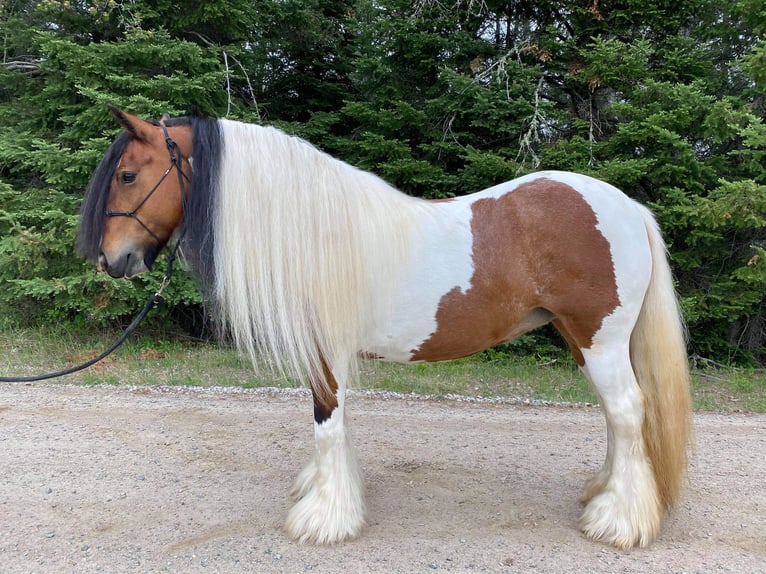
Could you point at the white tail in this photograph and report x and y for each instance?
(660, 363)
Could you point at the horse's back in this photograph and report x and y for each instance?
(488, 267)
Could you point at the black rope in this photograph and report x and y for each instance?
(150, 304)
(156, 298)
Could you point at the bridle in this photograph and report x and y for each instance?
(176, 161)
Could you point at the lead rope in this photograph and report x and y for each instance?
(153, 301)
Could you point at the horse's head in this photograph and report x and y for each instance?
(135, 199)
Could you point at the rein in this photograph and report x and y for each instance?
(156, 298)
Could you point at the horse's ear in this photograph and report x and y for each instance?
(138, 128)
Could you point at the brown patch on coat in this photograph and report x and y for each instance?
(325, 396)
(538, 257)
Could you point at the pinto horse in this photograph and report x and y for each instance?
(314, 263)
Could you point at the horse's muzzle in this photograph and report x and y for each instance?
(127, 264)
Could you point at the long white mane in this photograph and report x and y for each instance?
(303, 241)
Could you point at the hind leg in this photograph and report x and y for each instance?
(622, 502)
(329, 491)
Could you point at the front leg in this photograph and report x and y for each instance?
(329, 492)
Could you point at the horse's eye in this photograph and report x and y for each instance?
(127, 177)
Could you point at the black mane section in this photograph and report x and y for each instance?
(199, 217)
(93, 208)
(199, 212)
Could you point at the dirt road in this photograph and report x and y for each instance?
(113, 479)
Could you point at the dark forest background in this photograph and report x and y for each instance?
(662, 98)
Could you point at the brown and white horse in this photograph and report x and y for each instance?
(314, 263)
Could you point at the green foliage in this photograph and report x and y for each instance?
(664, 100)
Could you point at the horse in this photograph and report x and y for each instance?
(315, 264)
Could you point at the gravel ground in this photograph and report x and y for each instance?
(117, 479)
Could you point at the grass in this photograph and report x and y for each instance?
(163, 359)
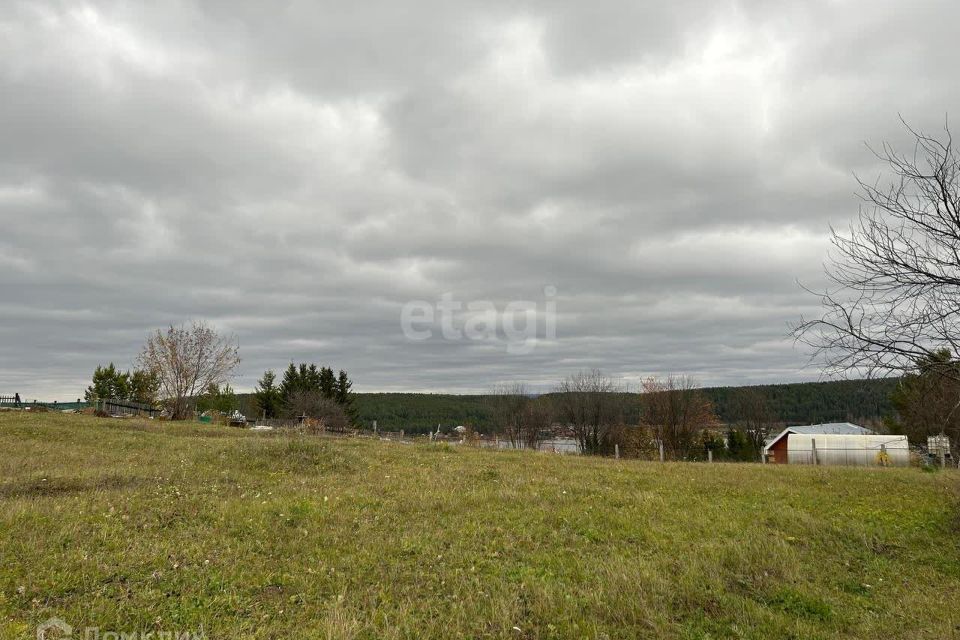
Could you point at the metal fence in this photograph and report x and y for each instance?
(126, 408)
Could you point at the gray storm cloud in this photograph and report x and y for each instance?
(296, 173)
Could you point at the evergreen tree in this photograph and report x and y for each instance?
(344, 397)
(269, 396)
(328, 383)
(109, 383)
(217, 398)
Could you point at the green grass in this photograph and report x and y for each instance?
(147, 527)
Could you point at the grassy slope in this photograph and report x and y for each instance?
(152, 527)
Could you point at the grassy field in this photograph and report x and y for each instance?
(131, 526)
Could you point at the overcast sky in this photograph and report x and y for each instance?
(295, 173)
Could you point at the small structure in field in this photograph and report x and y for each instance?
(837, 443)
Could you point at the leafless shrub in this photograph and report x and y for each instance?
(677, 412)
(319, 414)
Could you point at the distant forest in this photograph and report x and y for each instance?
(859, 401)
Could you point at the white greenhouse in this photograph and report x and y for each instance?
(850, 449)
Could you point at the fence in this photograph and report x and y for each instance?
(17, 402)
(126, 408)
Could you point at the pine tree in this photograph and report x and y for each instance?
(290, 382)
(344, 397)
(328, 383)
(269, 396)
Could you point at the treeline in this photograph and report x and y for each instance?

----

练习要求 — 请将所有条目中的“photograph”改为“image”，重新写出这些行，其余一字不改，答案中不要包含图片。

参考答案 —
Could you point at the white tail in this image and report x and y for each instance?
(660, 363)
Could you point at the horse's back in this image and report x and y for each instance?
(488, 267)
Could you point at the black rope in this image and report x and y for each instance?
(150, 304)
(156, 298)
Could you point at the bridle in this image and report x and y for each instance?
(176, 161)
Could you point at the lead rope in this image and report x and y for each instance?
(153, 301)
Could you point at the horse's head in this image and report x and y for each instance?
(135, 199)
Could you point at the rein in this image and report x and y for each instance?
(156, 298)
Could you point at the horse's ear in this image and report x and y for each instance?
(138, 128)
Could you point at the brown patch on coat in this image and report x and y for each instance?
(325, 396)
(538, 257)
Could you point at the pinto horse in this image and report x and y for each instance?
(314, 263)
Could you point at the horse's muzzle in this image and report x and y for each instance?
(127, 264)
Could you point at the long white mane in this image and report x and y for each instance?
(303, 241)
Could you point at the hind leg in this image and report x and y for each instance?
(622, 502)
(329, 491)
Could you point at the front leg in this image and report x and y for each instance?
(329, 492)
Could you point at the horse's eye in this image and report x and y for each instance?
(127, 177)
Could you point at the black mane section in this image and report x and y for each instance?
(199, 217)
(93, 208)
(199, 212)
Could you point at the dirt road in this image and report x and y for each instance?
(113, 479)
Could you point at the dark forest background in this image and report x and y for each instance?
(662, 98)
Could you point at the brown and white horse in this image and report x and y for each instance?
(314, 263)
Could you point at the green foliage in this image and report x and y for each instance?
(664, 100)
Could you point at the horse in this image and report x and y for each instance?
(315, 264)
Could you point at the gravel ground in this image and report x and y for each instance?
(117, 479)
Could you point at the grass in this image and report x and y for each instance?
(163, 359)
Could you point at the metal fence in this image and report x and y for each instance?
(126, 408)
Could you point at the gray storm cloud in this image and report x and y for each instance?
(296, 173)
Could you point at the evergreen tree in this image and report x and y for each instance?
(344, 397)
(269, 396)
(328, 383)
(109, 383)
(217, 398)
Could you point at the green grass in this image and report x and y for each instance?
(147, 527)
Could you point at the grassy slope in this image and report x and y for each instance?
(152, 527)
Could you point at the grassy field in this image and report x and y for each instance?
(131, 526)
Could you point at the overcast sky in this image and report x and y for each instance?
(295, 173)
Could you point at the small structure in field in this image and report x and y for each instance?
(837, 443)
Could you point at the leafless shrub in this image and report x and y for each instance?
(677, 412)
(319, 414)
Could you point at the distant forest in this image and report x and y for each instance?
(859, 401)
Could you point at the white greenhouse in this image and report x and y for each instance?
(850, 449)
Could you point at the fence in this image and report x and y for each instance?
(17, 402)
(126, 408)
Could you point at the pine tree in this image and report x and y for each instance?
(290, 382)
(344, 397)
(328, 383)
(269, 396)
Could you point at the treeline in this image and report x and y for each instance?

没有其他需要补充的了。